[Saved data entries]
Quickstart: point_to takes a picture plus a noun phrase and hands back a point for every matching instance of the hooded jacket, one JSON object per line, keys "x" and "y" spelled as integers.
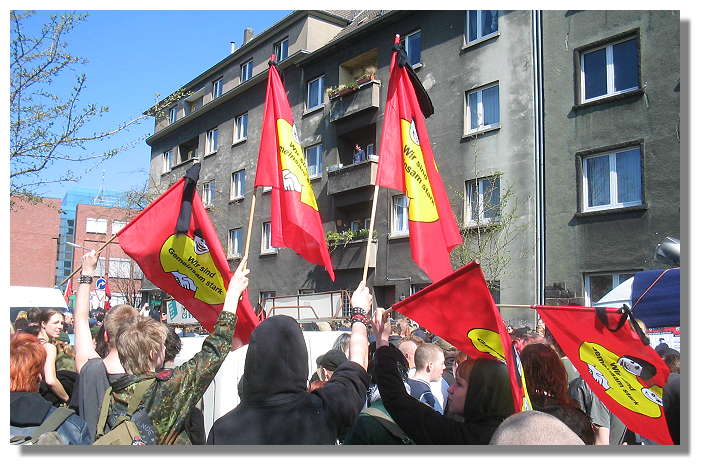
{"x": 487, "y": 403}
{"x": 275, "y": 407}
{"x": 28, "y": 410}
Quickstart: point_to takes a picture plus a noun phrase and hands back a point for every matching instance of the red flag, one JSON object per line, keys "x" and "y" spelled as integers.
{"x": 108, "y": 294}
{"x": 459, "y": 308}
{"x": 407, "y": 164}
{"x": 191, "y": 267}
{"x": 296, "y": 222}
{"x": 626, "y": 374}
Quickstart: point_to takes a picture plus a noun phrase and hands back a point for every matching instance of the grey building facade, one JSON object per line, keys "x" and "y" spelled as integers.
{"x": 483, "y": 71}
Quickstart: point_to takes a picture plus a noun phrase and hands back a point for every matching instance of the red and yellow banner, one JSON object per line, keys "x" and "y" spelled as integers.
{"x": 407, "y": 164}
{"x": 282, "y": 165}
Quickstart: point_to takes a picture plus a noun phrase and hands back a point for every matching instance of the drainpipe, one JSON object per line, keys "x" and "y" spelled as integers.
{"x": 539, "y": 157}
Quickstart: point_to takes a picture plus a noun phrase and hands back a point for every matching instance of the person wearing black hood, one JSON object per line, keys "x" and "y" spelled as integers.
{"x": 275, "y": 406}
{"x": 481, "y": 394}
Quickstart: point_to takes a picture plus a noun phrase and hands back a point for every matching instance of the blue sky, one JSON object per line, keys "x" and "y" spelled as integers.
{"x": 132, "y": 56}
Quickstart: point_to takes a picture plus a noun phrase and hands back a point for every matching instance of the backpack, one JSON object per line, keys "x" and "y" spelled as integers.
{"x": 386, "y": 421}
{"x": 125, "y": 432}
{"x": 45, "y": 433}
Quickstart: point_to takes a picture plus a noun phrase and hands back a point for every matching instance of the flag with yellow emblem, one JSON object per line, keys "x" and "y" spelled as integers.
{"x": 282, "y": 165}
{"x": 406, "y": 164}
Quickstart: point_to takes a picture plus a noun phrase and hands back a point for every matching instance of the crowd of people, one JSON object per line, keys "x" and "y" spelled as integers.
{"x": 383, "y": 382}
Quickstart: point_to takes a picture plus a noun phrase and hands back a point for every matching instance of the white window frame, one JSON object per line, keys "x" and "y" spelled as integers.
{"x": 405, "y": 217}
{"x": 615, "y": 282}
{"x": 278, "y": 49}
{"x": 240, "y": 130}
{"x": 208, "y": 193}
{"x": 235, "y": 251}
{"x": 212, "y": 141}
{"x": 319, "y": 164}
{"x": 609, "y": 59}
{"x": 480, "y": 110}
{"x": 246, "y": 70}
{"x": 266, "y": 247}
{"x": 217, "y": 89}
{"x": 167, "y": 161}
{"x": 238, "y": 180}
{"x": 479, "y": 186}
{"x": 406, "y": 47}
{"x": 116, "y": 226}
{"x": 614, "y": 188}
{"x": 321, "y": 93}
{"x": 119, "y": 268}
{"x": 478, "y": 19}
{"x": 95, "y": 225}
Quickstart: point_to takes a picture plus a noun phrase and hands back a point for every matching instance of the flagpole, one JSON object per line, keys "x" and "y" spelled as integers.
{"x": 97, "y": 252}
{"x": 249, "y": 228}
{"x": 369, "y": 235}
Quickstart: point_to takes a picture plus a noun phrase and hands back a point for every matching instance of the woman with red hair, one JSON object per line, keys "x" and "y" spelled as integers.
{"x": 27, "y": 407}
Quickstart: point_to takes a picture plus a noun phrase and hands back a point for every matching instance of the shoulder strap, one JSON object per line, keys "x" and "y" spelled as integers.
{"x": 385, "y": 420}
{"x": 52, "y": 423}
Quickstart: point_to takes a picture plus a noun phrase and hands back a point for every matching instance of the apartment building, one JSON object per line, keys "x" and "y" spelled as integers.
{"x": 499, "y": 133}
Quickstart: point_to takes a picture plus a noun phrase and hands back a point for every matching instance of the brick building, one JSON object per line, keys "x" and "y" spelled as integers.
{"x": 34, "y": 232}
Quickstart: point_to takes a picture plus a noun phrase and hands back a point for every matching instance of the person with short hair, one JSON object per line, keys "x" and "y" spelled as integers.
{"x": 28, "y": 409}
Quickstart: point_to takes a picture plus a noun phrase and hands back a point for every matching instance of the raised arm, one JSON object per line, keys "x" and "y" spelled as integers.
{"x": 81, "y": 328}
{"x": 361, "y": 299}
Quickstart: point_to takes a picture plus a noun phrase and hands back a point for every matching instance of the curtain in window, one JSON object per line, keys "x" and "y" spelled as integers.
{"x": 629, "y": 176}
{"x": 597, "y": 171}
{"x": 490, "y": 105}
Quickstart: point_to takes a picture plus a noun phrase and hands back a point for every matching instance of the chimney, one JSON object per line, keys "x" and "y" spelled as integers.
{"x": 247, "y": 37}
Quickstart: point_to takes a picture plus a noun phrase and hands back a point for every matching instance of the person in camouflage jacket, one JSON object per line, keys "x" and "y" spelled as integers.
{"x": 166, "y": 404}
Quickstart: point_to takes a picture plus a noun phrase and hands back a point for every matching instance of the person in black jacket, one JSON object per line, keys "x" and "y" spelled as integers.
{"x": 275, "y": 406}
{"x": 481, "y": 394}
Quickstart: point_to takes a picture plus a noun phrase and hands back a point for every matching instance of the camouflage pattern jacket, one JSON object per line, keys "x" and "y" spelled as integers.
{"x": 168, "y": 401}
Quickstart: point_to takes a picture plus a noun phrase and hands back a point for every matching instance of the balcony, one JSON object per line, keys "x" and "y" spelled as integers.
{"x": 350, "y": 177}
{"x": 365, "y": 97}
{"x": 352, "y": 255}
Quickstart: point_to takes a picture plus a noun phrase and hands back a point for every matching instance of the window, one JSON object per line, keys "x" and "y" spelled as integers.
{"x": 315, "y": 93}
{"x": 117, "y": 226}
{"x": 237, "y": 185}
{"x": 609, "y": 70}
{"x": 597, "y": 285}
{"x": 412, "y": 46}
{"x": 314, "y": 157}
{"x": 97, "y": 225}
{"x": 267, "y": 238}
{"x": 240, "y": 131}
{"x": 217, "y": 88}
{"x": 482, "y": 201}
{"x": 208, "y": 193}
{"x": 482, "y": 108}
{"x": 235, "y": 242}
{"x": 167, "y": 161}
{"x": 480, "y": 24}
{"x": 246, "y": 71}
{"x": 281, "y": 49}
{"x": 212, "y": 141}
{"x": 612, "y": 180}
{"x": 400, "y": 215}
{"x": 119, "y": 268}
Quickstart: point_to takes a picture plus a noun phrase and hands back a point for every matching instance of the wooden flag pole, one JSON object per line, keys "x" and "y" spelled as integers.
{"x": 369, "y": 235}
{"x": 97, "y": 252}
{"x": 249, "y": 229}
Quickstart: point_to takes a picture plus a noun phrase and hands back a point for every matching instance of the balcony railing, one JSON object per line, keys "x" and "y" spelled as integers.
{"x": 362, "y": 99}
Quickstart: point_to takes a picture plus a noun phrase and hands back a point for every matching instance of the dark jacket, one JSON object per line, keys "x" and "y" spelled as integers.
{"x": 275, "y": 407}
{"x": 488, "y": 402}
{"x": 28, "y": 410}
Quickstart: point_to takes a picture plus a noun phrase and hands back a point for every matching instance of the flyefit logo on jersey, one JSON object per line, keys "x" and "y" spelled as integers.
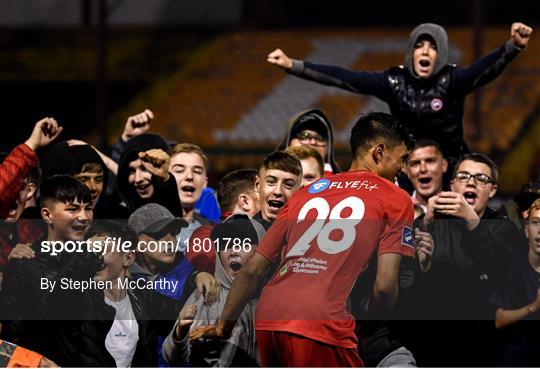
{"x": 320, "y": 185}
{"x": 407, "y": 237}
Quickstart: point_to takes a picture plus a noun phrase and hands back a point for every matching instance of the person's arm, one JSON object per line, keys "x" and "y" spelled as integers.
{"x": 18, "y": 163}
{"x": 135, "y": 125}
{"x": 507, "y": 317}
{"x": 385, "y": 289}
{"x": 243, "y": 288}
{"x": 369, "y": 83}
{"x": 491, "y": 66}
{"x": 176, "y": 348}
{"x": 156, "y": 161}
{"x": 111, "y": 165}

▶ [ACTIVITY]
Nothing but the lines from the one holding "of the person's" to the end of the entries should be output, each exactly as it appears.

▶ [FINISHED TASK]
Quickstart: point_to takes a picture plus a noun phrase and hands back a point for every matching instance of the person's arm, one JSON object per line, keys "x" and "y" spelled as integers.
{"x": 18, "y": 163}
{"x": 135, "y": 125}
{"x": 507, "y": 317}
{"x": 385, "y": 289}
{"x": 243, "y": 288}
{"x": 369, "y": 83}
{"x": 491, "y": 66}
{"x": 176, "y": 348}
{"x": 156, "y": 161}
{"x": 111, "y": 165}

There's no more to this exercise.